TASK REQUIREMENTS:
Transcribe the data that follows, exactly and in full.

[Start of section]

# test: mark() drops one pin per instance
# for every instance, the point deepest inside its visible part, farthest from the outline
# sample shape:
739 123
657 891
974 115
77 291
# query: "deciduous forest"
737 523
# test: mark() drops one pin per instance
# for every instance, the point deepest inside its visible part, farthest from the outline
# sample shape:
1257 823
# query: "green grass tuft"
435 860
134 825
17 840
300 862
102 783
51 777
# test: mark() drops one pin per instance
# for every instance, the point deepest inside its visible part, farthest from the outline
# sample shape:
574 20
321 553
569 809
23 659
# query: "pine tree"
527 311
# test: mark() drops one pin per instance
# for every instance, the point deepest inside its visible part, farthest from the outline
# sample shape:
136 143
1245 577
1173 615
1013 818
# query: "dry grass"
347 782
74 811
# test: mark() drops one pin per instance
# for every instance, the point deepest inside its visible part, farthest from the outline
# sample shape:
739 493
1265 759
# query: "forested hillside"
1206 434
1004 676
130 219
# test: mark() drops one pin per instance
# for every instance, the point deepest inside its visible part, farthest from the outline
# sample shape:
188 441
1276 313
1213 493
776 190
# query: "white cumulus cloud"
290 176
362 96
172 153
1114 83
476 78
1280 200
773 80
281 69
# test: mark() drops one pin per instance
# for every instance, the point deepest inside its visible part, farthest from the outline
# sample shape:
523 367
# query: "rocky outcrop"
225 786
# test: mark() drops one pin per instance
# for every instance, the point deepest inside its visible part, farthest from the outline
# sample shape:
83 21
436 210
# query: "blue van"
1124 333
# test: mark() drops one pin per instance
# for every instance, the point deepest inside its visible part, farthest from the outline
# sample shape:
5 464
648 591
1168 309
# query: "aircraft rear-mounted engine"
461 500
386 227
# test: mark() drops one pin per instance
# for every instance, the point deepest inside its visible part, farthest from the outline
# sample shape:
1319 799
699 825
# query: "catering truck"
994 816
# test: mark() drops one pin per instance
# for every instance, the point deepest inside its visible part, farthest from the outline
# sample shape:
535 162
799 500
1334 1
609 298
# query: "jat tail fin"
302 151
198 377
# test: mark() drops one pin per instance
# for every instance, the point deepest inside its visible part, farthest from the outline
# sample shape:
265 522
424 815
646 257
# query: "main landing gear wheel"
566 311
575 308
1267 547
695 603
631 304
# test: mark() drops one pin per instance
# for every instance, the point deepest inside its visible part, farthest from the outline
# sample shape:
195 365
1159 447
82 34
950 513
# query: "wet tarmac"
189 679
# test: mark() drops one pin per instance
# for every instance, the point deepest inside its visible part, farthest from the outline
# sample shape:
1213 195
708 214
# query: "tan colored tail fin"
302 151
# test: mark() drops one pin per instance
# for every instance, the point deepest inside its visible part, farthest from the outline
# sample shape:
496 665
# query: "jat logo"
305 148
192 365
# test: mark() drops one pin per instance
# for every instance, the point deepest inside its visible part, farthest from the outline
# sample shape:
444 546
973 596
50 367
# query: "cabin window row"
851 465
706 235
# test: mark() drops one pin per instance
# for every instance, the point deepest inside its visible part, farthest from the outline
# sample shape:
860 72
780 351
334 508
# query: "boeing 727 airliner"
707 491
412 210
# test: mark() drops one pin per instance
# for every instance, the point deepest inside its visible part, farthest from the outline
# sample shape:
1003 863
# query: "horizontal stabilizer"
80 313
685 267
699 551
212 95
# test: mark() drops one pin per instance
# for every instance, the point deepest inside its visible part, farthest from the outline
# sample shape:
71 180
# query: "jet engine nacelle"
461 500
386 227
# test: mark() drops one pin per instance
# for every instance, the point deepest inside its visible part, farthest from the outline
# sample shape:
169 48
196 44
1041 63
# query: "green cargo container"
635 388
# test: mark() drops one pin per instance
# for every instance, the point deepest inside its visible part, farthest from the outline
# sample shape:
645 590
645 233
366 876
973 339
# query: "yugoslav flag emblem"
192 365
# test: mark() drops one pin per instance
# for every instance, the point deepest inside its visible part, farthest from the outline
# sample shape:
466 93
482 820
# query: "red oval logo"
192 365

[End of section]

SOLUTION FOR THIS PROBLEM:
# test: mark() drops one pin per instance
# for every instance, the point deepest inside its visible part, farthest from the outline
# sample shape:
739 123
657 891
974 115
77 291
# query: "deciduous forest"
737 523
# test: mark() drops one pin per instance
# for every instance, the point deepest inside its visible part, farthest from the outline
# sample shape:
1257 823
# query: "green grass tuft"
435 860
134 825
17 840
300 862
102 783
51 777
# test: mark() drops one pin per instance
# for every instance, the point deepest inside its visible part, farthest from the outline
# sample shape:
574 20
321 553
569 809
23 659
# query: "pine tree"
527 311
# test: mark() drops one pin per instance
# for every instance, the point deepest inside its visible part, farthest from the outline
# sample shape:
136 143
1245 577
1173 615
1013 818
# query: "dry grass"
347 782
74 811
# test: mark() drops one pin per instance
# for every instance, the point deepest inside its visible part, farthest from the outline
# sample shape:
739 493
1265 759
# query: "forested hillside"
1206 434
1004 676
130 219
# test: mark() drops one pin per instance
# for every instance, the point deepest inside its visible part, farthest from the outline
# sample shape:
188 441
1276 313
1213 493
776 190
# query: "white cumulus cloud"
290 176
362 96
172 153
1114 83
476 78
1280 200
773 80
281 69
# test: mark() drops one pin per instance
# for every instance, the point deepest inside its visible part, farthest from the outline
# sample shape:
523 367
# query: "rocky outcrop"
225 786
# test: mark() drops one pin per instance
# for every instance, the point deepest inside its visible part, farthest from the outline
# sample shape:
83 21
436 210
# query: "blue van"
1124 333
# test: mark() drops one pin per instance
# for every instance, the point deepest inside its visible part, farthest from the outline
# sample shape:
5 464
648 591
1168 309
# query: "aircraft rear-mounted engine"
461 500
386 227
# test: mark() drops one pin per instance
# for every instance, the point deepest inside its visible part, farthest from the outline
# sample shape:
1319 799
699 825
# query: "catering truck"
994 816
# test: mark() drops one pin per instance
# for every instance, the point deepest inside its visible part, farthest from the outline
# sample shape:
535 162
799 500
1334 1
609 298
# query: "jat tail fin"
302 151
198 377
# test: mark() drops one pin per instance
# for every instance, the point deepest inside its visible part, farthest from the outline
# sample shape:
265 522
424 815
646 257
# query: "main landing gear wheel"
566 311
575 308
1267 547
695 603
631 304
# test: mark() drops one pin per instance
# for every instance, the point deepest inside its visible part, farthest from the outline
# sample shape:
195 365
1159 447
82 34
950 513
# query: "wet tarmac"
189 679
# test: mark() drops one pin per instance
# for every instance, the point deepest inside its visible part, farthest from the outline
# sample shape:
1213 195
708 214
# query: "tan colored tail fin"
302 151
# test: mark() drops one pin per instance
# for every instance, the point deepest inside its visible part, farthest from the outline
# sample shape:
496 665
# query: "jat logo"
305 148
192 365
# test: mark() drops one pin per instance
# for every instance, the point deepest inside its visible part, farthest from the outline
# sample shape:
444 546
973 596
50 367
# query: "cabin window row"
851 465
706 235
# test: mark() drops one pin per instance
# for every instance, the point deepest inside its visible part, farthest from the outline
# sample shape:
860 72
780 351
334 508
# query: "boeing 727 airliner"
707 491
412 210
# test: mark() drops one pin per instance
# for every instance, the point deepest inside its visible part, farthest from the outline
# sample shape:
1003 863
# query: "horizontal stabilizer"
80 313
685 267
699 551
212 95
# test: mark() drops one pin per instance
# for every instance, the point deepest inside its visible part, farthest from the outline
# sample shape:
71 180
# query: "jet engine nacelle"
461 500
386 227
# test: mark() drops one pin per instance
# for every instance, the point deepest inside its visible part, farthest from the outline
# sample shape:
169 48
196 44
1041 63
# query: "green cargo container"
635 388
# test: mark() drops one pin per instance
# for every instance, the point deepest inside its visible part, farthest from the outline
# sample shape:
645 590
645 233
366 876
973 339
# query: "yugoslav flag emblem"
192 365
# test: mark() drops one pin per instance
# for every instance, the point deepest inside its visible part, farthest from the outline
# sample shape:
466 93
482 820
# query: "red oval logo"
192 365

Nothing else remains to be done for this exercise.